YOUR GOAL:
Rewrite the entries below, replacing "top-left corner" with "upper-left corner" and leaving everything else unchanged.

DATA LISTING:

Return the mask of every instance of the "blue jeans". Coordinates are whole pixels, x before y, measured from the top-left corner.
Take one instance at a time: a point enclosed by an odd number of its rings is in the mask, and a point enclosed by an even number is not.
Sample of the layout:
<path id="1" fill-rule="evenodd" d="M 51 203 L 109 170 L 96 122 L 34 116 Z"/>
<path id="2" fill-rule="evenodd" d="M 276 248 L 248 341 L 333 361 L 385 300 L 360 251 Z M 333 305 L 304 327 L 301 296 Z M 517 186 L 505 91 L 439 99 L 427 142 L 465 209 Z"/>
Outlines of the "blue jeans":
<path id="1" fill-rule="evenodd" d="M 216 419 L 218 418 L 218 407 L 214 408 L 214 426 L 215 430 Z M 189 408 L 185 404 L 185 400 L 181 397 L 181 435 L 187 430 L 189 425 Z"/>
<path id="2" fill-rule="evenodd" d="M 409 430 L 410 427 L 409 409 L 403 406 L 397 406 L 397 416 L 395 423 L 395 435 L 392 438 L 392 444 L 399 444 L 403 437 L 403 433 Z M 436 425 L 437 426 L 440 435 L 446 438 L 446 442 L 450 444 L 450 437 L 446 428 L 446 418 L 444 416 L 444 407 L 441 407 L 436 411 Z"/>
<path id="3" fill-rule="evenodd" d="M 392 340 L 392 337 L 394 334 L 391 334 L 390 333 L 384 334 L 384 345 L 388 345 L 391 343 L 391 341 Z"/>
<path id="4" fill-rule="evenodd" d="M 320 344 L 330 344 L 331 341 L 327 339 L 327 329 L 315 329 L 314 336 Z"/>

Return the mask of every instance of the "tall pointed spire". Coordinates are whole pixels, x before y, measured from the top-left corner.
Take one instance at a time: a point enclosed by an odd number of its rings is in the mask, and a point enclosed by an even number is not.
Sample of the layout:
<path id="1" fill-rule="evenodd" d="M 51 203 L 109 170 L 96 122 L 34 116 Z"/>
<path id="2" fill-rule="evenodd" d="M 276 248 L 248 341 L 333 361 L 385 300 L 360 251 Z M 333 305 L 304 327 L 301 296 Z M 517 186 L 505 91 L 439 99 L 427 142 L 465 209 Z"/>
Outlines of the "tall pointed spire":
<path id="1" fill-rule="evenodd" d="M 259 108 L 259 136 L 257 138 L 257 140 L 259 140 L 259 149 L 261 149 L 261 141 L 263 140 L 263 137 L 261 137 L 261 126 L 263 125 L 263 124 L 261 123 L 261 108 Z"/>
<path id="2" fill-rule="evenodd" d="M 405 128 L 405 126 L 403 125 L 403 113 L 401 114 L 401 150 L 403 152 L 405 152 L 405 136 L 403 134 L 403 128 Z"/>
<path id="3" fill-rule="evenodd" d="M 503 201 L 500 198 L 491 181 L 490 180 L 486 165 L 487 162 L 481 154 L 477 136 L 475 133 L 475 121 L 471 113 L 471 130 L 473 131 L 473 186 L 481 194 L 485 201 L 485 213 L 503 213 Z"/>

ANSWER:
Return the mask of every instance of the "blue jeans". Coordinates are whole pixels, x before y, measured from the upper-left corner.
Take one instance at a time: a point enclosed by an odd number of its rings is in the mask, and a point enclosed by an even number is not.
Sample of the layout:
<path id="1" fill-rule="evenodd" d="M 51 203 L 109 170 L 96 122 L 34 116 Z"/>
<path id="2" fill-rule="evenodd" d="M 276 248 L 248 341 L 333 361 L 385 300 L 360 251 Z M 333 305 L 304 327 L 301 296 Z M 517 186 L 505 91 L 439 99 L 427 142 L 465 209 Z"/>
Outlines of the "blue jeans":
<path id="1" fill-rule="evenodd" d="M 216 419 L 218 418 L 218 407 L 214 408 L 214 426 L 215 430 Z M 189 408 L 185 404 L 185 400 L 181 397 L 181 435 L 187 430 L 189 425 Z"/>
<path id="2" fill-rule="evenodd" d="M 409 430 L 410 427 L 409 409 L 403 406 L 397 406 L 397 416 L 395 423 L 395 435 L 392 438 L 392 444 L 399 444 L 403 437 L 403 433 Z M 436 425 L 437 426 L 440 435 L 446 438 L 446 442 L 450 444 L 450 437 L 446 428 L 446 418 L 444 416 L 444 407 L 441 407 L 436 411 Z"/>
<path id="3" fill-rule="evenodd" d="M 392 340 L 392 337 L 394 334 L 391 334 L 390 333 L 384 334 L 384 345 L 388 345 L 391 343 L 391 341 Z"/>
<path id="4" fill-rule="evenodd" d="M 320 344 L 330 344 L 331 341 L 327 339 L 327 329 L 315 329 L 314 336 Z"/>

Return the mask of every instance of the "tall pointed spire". Coordinates are whole pixels, x before y, measured from the upper-left corner.
Take one instance at a time: a point enclosed by an odd number of its rings is in the mask, and a point enclosed by an even number is not.
Sample of the layout:
<path id="1" fill-rule="evenodd" d="M 51 203 L 109 170 L 96 122 L 34 116 Z"/>
<path id="2" fill-rule="evenodd" d="M 276 248 L 248 341 L 333 361 L 385 300 L 360 251 Z M 333 305 L 304 327 L 301 296 Z M 517 186 L 505 91 L 439 99 L 427 142 L 465 209 Z"/>
Outlines of the "tall pointed spire":
<path id="1" fill-rule="evenodd" d="M 259 108 L 259 136 L 257 138 L 257 140 L 259 140 L 259 149 L 261 149 L 261 141 L 263 140 L 263 137 L 261 137 L 261 126 L 263 125 L 263 124 L 261 123 L 261 108 Z"/>
<path id="2" fill-rule="evenodd" d="M 405 128 L 405 126 L 403 125 L 403 113 L 401 114 L 401 150 L 403 152 L 405 152 L 405 136 L 403 134 L 403 128 Z"/>
<path id="3" fill-rule="evenodd" d="M 503 201 L 500 198 L 491 181 L 490 180 L 486 165 L 487 162 L 481 154 L 477 136 L 475 133 L 475 121 L 471 113 L 471 130 L 473 131 L 473 186 L 481 194 L 485 201 L 485 213 L 503 213 Z"/>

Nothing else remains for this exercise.